# Excerpt to read

···

Smoking 40 cigarettes a day was normal for one North Carolina woman who suffered from a severe mental illness. She had taken up smoking at age 20 – as an inpatient in a psychiatric setting.
Her experience wasn’t unusual, said Dr. Anne Stephenson, the medical director of Central Regional Hospital, the state psychiatric hospital in Butner.
“We see that our patients learned to smoke in the hospital in the past,” Stephenson said. “That won’t happen anymore at our state facilities.”
On July 1, smoking will no longer be allowed at state mental health and substance abuse clinics across North Carolina. Staff and patients who smoke will be encouraged to do it off-campus. The Rules Review Commission approved a rule change last month that removes the requirement that state facilities provide smoking areas.
The smoking ban is a big change for psychiatric hospitals and clinics, Stephenson said, which historically encouraged smoking because it seemed to calm the patients. Hospitals fostered a culture of staff smoking with patients.
“We don’t have that anymore,” she said. “That sort of cultural change is slow and has taken some time.”
The federal Substance Abuse and Mental Health Services Administration selected North Carolina as one of eight states – and the only tobacco-growing state – to participate in the agency’s State Leadership Academies for Wellness and Smoking Cessation. Their goal is to reduce smoking and to “promote smoke-free living and reduce smoking rates among behavioral health consumers and staff,” according to the campaign website.
State health costs
Smoking is the No. 1 preventable cause of death, according to the 2014 Surgeon General’s Report. North Carolina spends $3.8 billion per year in smoking-related health costs, which include heart disease, cancer, diabetes and lung disease, among others, according to the Centers for Disease Control and Prevention.
The Health and Human Services Department has focused across divisions to try to prevent smoking among the mentally ill and substance abusers.
This target group is especially important because in North Carolina about 41 percent of adults with mental illness smoke cigarettes, almost double the rate among tobacco-consuming adults without mental illness, according to the 2009-2011 National Survey on Drug Use and Health cited by the CDC.

···

(Stored data entries)

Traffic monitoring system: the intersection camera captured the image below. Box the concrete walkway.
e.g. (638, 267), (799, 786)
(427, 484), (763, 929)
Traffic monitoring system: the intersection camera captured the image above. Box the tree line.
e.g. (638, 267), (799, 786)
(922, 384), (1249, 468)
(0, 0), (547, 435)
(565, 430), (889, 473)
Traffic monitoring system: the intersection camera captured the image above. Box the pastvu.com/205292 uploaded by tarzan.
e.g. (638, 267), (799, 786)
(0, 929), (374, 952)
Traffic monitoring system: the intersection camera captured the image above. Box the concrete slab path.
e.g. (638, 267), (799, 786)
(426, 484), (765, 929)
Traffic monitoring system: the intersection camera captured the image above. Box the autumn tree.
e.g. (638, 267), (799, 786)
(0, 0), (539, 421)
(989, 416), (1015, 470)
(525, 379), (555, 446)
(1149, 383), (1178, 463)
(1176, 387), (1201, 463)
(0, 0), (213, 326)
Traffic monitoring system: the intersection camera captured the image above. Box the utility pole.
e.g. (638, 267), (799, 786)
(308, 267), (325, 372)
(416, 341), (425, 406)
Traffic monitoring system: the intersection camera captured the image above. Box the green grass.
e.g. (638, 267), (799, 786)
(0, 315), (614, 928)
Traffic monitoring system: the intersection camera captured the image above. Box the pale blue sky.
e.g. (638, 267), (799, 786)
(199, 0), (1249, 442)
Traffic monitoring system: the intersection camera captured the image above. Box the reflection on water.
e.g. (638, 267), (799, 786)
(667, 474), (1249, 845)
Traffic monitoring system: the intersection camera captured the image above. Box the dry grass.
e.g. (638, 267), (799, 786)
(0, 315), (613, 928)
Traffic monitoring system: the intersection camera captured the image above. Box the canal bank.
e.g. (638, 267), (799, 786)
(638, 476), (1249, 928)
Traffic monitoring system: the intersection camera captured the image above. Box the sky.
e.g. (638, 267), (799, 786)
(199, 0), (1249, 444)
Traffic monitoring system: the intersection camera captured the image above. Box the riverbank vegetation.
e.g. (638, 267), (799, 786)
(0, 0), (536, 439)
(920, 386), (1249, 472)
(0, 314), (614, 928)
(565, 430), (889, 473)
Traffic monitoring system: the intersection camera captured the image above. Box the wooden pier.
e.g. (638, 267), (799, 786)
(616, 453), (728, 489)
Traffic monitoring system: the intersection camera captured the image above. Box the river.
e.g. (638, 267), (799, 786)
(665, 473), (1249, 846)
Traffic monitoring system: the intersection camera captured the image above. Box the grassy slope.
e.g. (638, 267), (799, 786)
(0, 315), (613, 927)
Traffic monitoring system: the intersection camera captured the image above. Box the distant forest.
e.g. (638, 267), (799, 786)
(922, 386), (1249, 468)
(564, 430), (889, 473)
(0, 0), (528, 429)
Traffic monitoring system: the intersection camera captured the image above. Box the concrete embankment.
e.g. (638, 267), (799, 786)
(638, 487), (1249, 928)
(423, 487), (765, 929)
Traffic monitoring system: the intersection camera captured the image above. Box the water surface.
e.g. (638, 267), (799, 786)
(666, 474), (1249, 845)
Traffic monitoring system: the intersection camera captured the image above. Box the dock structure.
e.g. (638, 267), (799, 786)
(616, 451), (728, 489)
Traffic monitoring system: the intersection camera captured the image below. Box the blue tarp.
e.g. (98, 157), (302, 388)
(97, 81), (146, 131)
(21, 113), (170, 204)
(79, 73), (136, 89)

···

# Task details
Could you copy out the entire article above on the smoking ban at North Carolina's state mental health facilities, word for word?

# Exercise answer
Smoking 40 cigarettes a day was normal for one North Carolina woman who suffered from a severe mental illness. She had taken up smoking at age 20 – as an inpatient in a psychiatric setting.
Her experience wasn’t unusual, said Dr. Anne Stephenson, the medical director of Central Regional Hospital, the state psychiatric hospital in Butner.
“We see that our patients learned to smoke in the hospital in the past,” Stephenson said. “That won’t happen anymore at our state facilities.”
On July 1, smoking will no longer be allowed at state mental health and substance abuse clinics across North Carolina. Staff and patients who smoke will be encouraged to do it off-campus. The Rules Review Commission approved a rule change last month that removes the requirement that state facilities provide smoking areas.
The smoking ban is a big change for psychiatric hospitals and clinics, Stephenson said, which historically encouraged smoking because it seemed to calm the patients. Hospitals fostered a culture of staff smoking with patients.
“We don’t have that anymore,” she said. “That sort of cultural change is slow and has taken some time.”
The federal Substance Abuse and Mental Health Services Administration selected North Carolina as one of eight states – and the only tobacco-growing state – to participate in the agency’s State Leadership Academies for Wellness and Smoking Cessation. Their goal is to reduce smoking and to “promote smoke-free living and reduce smoking rates among behavioral health consumers and staff,” according to the campaign website.
State health costs
Smoking is the No. 1 preventable cause of death, according to the 2014 Surgeon General’s Report. North Carolina spends $3.8 billion per year in smoking-related health costs, which include heart disease, cancer, diabetes and lung disease, among others, according to the Centers for Disease Control and Prevention.
The Health and Human Services Department has focused across divisions to try to prevent smoking among the mentally ill and substance abusers.
This target group is especially important because in North Carolina about 41 percent of adults with mental illness smoke cigarettes, almost double the rate among tobacco-consuming adults without mental illness, according to the 2009-2011 National Survey on Drug Use and Health cited by the CDC.